Data rows:
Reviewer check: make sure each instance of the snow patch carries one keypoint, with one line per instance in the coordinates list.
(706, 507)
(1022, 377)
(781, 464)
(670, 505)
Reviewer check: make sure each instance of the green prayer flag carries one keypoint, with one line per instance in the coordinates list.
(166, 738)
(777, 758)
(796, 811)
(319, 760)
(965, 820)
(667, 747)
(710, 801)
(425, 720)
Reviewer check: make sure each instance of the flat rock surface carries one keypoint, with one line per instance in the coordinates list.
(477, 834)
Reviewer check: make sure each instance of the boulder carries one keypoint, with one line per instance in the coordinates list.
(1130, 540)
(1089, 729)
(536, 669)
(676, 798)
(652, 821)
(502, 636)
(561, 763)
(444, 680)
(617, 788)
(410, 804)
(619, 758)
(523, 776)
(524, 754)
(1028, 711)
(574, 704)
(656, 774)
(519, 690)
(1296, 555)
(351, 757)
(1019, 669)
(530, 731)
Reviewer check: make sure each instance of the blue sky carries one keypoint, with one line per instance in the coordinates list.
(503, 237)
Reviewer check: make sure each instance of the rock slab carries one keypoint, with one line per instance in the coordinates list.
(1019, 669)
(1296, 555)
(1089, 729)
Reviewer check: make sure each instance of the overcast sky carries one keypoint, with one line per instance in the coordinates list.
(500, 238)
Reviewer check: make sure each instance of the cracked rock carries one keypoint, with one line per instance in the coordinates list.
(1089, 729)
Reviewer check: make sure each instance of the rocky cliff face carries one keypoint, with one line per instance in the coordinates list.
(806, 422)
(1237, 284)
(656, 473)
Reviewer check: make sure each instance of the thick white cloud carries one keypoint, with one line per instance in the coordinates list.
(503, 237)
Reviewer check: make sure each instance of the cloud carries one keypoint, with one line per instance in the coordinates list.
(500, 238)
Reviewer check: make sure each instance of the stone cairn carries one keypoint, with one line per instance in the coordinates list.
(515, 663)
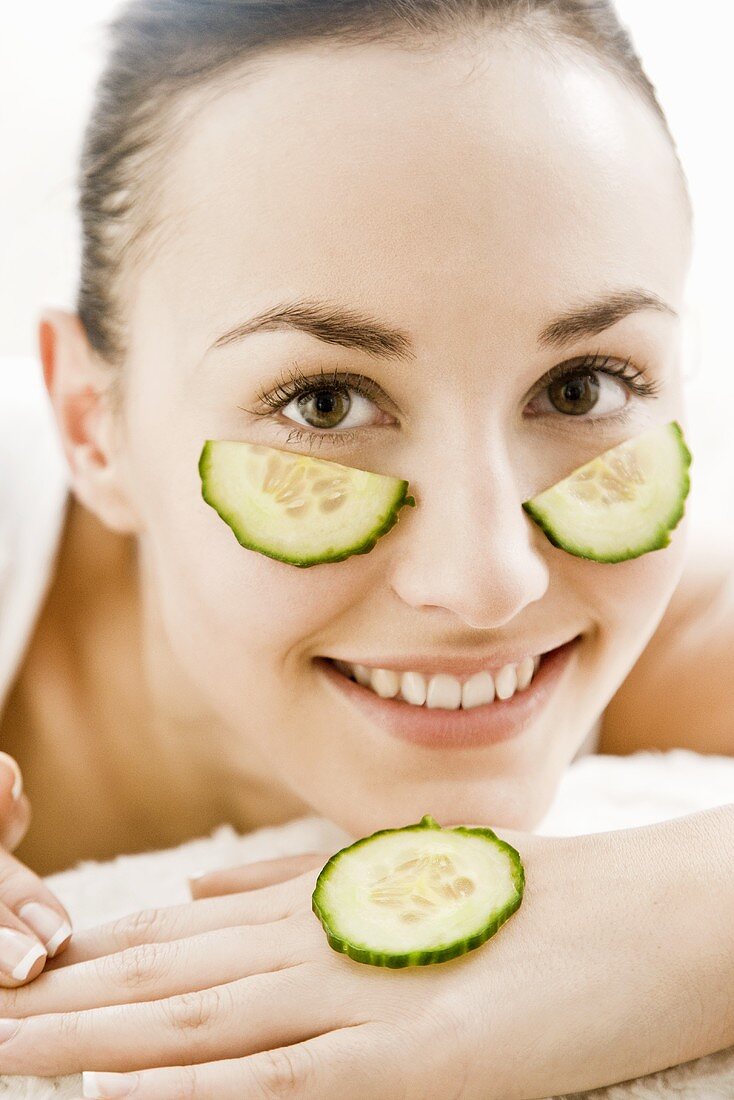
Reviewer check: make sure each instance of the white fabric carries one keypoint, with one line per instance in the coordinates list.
(34, 480)
(596, 793)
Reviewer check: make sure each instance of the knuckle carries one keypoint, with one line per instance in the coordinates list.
(286, 1071)
(134, 928)
(195, 1011)
(139, 967)
(184, 1087)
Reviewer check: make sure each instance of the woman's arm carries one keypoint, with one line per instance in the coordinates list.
(679, 692)
(619, 963)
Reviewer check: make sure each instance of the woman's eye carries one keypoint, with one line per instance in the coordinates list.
(578, 394)
(330, 407)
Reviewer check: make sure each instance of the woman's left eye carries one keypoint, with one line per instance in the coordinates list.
(573, 388)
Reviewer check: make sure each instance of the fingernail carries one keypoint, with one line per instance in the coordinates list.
(8, 1029)
(198, 873)
(107, 1085)
(18, 953)
(18, 785)
(46, 923)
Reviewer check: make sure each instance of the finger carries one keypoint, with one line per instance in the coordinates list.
(176, 922)
(254, 876)
(243, 1016)
(348, 1062)
(32, 908)
(152, 971)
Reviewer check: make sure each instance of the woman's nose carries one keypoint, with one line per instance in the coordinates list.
(471, 549)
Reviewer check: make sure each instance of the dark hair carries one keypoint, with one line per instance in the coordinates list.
(164, 51)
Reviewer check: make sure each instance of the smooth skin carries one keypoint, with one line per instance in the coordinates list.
(504, 190)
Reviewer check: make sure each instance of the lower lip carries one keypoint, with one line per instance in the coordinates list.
(440, 728)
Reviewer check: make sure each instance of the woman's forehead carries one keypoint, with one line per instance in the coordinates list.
(512, 175)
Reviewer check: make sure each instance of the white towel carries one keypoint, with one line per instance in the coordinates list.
(596, 793)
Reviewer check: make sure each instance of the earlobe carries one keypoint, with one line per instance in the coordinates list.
(78, 386)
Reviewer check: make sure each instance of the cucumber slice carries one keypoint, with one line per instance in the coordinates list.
(419, 894)
(296, 508)
(622, 504)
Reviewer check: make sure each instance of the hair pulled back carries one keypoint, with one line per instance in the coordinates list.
(165, 53)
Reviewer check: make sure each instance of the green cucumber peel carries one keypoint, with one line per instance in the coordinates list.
(455, 891)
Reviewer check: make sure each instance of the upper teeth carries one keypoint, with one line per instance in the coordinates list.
(442, 690)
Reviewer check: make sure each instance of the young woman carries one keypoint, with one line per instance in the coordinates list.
(440, 240)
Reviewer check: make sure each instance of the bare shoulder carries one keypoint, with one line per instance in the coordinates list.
(680, 692)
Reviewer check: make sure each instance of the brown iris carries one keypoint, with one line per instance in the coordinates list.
(574, 395)
(325, 408)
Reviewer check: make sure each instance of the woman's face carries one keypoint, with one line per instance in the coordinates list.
(469, 198)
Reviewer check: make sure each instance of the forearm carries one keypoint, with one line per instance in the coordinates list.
(642, 971)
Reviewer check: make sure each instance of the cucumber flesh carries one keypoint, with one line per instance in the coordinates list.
(296, 508)
(622, 504)
(419, 894)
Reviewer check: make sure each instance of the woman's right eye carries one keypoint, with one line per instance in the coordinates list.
(331, 407)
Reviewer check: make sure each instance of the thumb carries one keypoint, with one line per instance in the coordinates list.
(14, 806)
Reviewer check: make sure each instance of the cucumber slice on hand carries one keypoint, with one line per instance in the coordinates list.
(623, 503)
(296, 508)
(419, 894)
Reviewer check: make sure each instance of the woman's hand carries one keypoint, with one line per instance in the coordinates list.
(239, 996)
(33, 923)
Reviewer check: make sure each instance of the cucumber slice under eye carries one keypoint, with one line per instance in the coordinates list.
(623, 503)
(419, 894)
(296, 508)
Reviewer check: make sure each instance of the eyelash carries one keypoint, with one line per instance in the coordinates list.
(297, 383)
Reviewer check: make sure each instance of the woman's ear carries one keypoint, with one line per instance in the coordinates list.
(89, 426)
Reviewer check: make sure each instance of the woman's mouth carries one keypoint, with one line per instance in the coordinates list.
(447, 712)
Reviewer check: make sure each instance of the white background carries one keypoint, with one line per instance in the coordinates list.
(51, 53)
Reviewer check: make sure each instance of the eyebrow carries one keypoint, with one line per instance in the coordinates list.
(349, 328)
(594, 317)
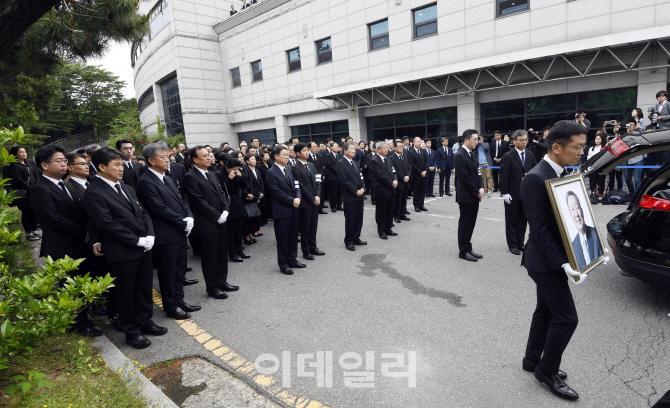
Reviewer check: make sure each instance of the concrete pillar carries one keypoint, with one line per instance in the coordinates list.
(358, 126)
(648, 83)
(283, 129)
(469, 112)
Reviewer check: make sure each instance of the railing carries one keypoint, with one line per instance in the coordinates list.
(74, 142)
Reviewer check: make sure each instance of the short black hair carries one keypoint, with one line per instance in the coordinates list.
(44, 154)
(563, 131)
(120, 142)
(104, 156)
(299, 146)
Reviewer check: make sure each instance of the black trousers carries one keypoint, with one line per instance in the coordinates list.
(554, 320)
(515, 224)
(430, 181)
(133, 285)
(286, 235)
(309, 221)
(384, 214)
(214, 259)
(171, 270)
(400, 203)
(334, 193)
(353, 221)
(418, 191)
(445, 179)
(466, 225)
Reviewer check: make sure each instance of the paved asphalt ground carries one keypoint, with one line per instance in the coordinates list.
(467, 322)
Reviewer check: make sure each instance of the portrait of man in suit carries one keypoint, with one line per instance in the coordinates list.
(585, 243)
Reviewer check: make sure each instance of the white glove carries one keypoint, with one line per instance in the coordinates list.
(573, 274)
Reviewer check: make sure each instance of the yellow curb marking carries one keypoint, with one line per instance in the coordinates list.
(239, 364)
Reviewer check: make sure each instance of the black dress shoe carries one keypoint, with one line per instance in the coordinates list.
(467, 257)
(476, 255)
(227, 287)
(177, 314)
(138, 342)
(90, 331)
(529, 366)
(189, 308)
(153, 329)
(556, 385)
(217, 293)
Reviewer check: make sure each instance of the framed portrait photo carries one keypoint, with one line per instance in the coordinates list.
(579, 229)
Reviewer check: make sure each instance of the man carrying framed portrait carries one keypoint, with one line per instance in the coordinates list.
(547, 260)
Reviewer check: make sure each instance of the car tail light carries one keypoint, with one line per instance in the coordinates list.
(653, 203)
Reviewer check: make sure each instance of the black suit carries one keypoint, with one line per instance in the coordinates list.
(122, 222)
(402, 169)
(351, 181)
(384, 175)
(310, 187)
(418, 164)
(555, 317)
(208, 201)
(497, 153)
(332, 181)
(468, 183)
(512, 171)
(167, 211)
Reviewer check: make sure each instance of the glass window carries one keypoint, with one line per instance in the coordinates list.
(235, 74)
(379, 35)
(293, 59)
(174, 123)
(425, 21)
(323, 51)
(257, 70)
(505, 7)
(146, 99)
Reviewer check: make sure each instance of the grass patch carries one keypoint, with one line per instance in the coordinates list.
(81, 378)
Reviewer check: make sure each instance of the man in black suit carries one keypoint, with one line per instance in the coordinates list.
(555, 317)
(332, 181)
(286, 198)
(419, 168)
(127, 237)
(132, 171)
(513, 167)
(61, 214)
(445, 164)
(317, 159)
(402, 169)
(310, 192)
(469, 192)
(498, 149)
(386, 181)
(209, 205)
(172, 221)
(353, 189)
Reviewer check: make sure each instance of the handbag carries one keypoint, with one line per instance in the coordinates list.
(252, 210)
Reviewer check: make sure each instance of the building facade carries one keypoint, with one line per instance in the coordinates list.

Job:
Nothing but the lines from the one with "Reviewer check: make sure each instance of the man in" through the last line should be repeated, each exactly as it stands.

Solution to this task:
Reviewer check: make sure each instance of the man in black suit carries one keypoint, with one line per instance in the coordinates list.
(555, 317)
(332, 181)
(286, 198)
(419, 168)
(127, 237)
(132, 171)
(513, 167)
(61, 214)
(445, 164)
(317, 159)
(402, 169)
(310, 192)
(469, 192)
(498, 149)
(386, 181)
(209, 205)
(172, 221)
(353, 189)
Reviewer check: make sure each instance of the handbag carries one keypoint, with one line per instance in the coordinates list.
(252, 210)
Reviewer check: make sure each instance of the building facade carries one keypoint, with one line per instance in the coordinates list.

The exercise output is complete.